___ Sayfa metni
Konuya cevap cer

kenz-i mahfi kardeşimizin ikinci bir çalışmasını meselenin sadece Birinci Lem'a ile sınırlı olmadığını göstermek adına yayınlayalım inşaallah. Allah cc. kendilerinden razı olsun, bu yolda gayret ve zihin açıklığı versin, amin.


2. Lem’ada tekrar edilen kelimeler bir kelime sayılmak şartıyla 700 küsur kelime mevcuttur. 

Tekrar edilen kelimeleri ilave ettiğimizde toplam 1962 kelime ediyor.  Tekrar edilen kelimelerin sayısı bir hayli fazladır. 


Anlamını bilemeyeceğimiz 346 kelime mevcuttur.
______
___ Veri seti içeriği
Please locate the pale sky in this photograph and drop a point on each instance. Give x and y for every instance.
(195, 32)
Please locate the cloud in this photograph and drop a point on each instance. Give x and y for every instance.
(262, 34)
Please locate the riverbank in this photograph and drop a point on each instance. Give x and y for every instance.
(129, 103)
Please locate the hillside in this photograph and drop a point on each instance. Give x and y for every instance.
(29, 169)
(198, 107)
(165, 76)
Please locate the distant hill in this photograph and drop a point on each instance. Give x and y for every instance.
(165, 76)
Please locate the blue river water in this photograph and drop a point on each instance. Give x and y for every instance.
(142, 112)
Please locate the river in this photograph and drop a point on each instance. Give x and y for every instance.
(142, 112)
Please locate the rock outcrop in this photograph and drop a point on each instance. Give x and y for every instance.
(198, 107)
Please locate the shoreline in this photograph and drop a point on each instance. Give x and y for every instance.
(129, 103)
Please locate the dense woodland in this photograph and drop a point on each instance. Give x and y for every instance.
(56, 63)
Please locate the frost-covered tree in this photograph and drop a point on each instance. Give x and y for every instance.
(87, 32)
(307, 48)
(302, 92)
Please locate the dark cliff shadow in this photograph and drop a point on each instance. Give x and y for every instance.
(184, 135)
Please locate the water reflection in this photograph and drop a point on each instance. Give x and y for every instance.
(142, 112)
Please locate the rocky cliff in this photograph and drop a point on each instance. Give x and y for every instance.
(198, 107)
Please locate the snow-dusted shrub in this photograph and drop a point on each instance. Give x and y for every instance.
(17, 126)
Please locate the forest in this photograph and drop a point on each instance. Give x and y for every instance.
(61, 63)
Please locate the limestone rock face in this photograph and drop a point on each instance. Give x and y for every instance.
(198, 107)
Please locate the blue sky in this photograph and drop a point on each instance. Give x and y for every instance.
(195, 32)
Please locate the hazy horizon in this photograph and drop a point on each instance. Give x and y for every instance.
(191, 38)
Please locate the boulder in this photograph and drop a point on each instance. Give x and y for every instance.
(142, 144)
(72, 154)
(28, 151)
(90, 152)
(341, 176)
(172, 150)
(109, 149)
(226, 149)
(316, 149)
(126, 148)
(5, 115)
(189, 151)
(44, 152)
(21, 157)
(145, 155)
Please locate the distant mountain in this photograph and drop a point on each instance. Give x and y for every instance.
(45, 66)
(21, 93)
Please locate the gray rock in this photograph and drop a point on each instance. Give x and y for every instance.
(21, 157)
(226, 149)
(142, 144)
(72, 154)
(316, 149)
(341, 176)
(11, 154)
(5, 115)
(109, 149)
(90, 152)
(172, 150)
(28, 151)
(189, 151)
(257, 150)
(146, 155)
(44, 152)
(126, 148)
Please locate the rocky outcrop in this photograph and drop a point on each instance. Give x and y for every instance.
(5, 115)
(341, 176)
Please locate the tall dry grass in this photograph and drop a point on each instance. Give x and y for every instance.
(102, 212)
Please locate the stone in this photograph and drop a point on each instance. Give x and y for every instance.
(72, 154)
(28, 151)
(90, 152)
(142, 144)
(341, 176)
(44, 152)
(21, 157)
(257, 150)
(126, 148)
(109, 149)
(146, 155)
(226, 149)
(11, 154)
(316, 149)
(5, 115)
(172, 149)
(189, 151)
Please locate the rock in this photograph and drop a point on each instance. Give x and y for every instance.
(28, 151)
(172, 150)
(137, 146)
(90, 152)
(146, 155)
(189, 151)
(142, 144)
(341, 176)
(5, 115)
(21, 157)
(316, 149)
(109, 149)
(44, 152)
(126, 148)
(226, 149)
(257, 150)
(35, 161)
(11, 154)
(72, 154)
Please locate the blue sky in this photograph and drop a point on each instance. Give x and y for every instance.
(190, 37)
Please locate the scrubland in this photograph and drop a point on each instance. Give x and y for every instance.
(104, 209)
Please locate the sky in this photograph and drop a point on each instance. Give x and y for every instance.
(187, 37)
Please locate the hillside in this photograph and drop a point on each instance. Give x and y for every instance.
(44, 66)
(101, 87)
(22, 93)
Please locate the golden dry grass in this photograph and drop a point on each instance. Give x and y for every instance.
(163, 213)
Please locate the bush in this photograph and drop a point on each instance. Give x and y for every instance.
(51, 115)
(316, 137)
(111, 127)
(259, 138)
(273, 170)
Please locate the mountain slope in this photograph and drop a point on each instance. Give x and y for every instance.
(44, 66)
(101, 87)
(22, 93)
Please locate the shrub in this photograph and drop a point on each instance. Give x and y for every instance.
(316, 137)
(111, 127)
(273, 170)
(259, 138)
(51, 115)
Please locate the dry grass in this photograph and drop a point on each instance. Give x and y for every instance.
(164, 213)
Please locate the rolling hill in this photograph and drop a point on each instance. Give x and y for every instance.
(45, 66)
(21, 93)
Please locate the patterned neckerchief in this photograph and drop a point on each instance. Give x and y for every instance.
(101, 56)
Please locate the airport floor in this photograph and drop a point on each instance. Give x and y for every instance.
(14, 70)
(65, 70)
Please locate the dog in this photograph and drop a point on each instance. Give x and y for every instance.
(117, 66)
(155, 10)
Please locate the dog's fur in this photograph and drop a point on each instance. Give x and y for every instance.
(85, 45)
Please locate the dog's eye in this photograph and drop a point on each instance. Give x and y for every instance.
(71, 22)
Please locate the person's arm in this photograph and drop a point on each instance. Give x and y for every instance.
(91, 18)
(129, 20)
______
> **Yapılacak görevler**
**1)** Sayfa metnini iki cümleyle özetleyin.
**2)** Sayfa metninde "kenz-i mahfi kardeşimizin ikinci" sözleriyle başlayıp "346 kelime mevcuttur." sözlerine kadar uzanan bölümün tamamını hiç değiştirmeden yeniden yazın.
Yalnızca sayfa metnine dayanın.

> **Çıktılar**
**1)** Kenz-i mahfi kardeşin ikinci bir çalışması, meselenin yalnızca Birinci Lem'a ile sınırlı olmadığını göstermek amacıyla yayımlanır. 2. Lem'ada tekrar eden kelimeler bir kez sayıldığında 700 küsur, tekrarlarla birlikte toplam 1962 kelime bulunduğu ve anlamı bilinemeyecek 346 kelime olduğu belirtilir.

**2)**
kenz-i mahfi kardeşimizin ikinci bir çalışmasını meselenin sadece Birinci Lem'a ile sınırlı olmadığını göstermek adına yayınlayalım inşaallah. Allah cc. kendilerinden razı olsun, bu yolda gayret ve zihin açıklığı versin, amin.


2. Lem’ada tekrar edilen kelimeler bir kelime sayılmak şartıyla 700 küsur kelime mevcuttur. 

Tekrar edilen kelimeleri ilave ettiğimizde toplam 1962 kelime ediyor.  Tekrar edilen kelimelerin sayısı bir hayli fazladır. 


Anlamını bilemeyeceğimiz 346 kelime mevcuttur.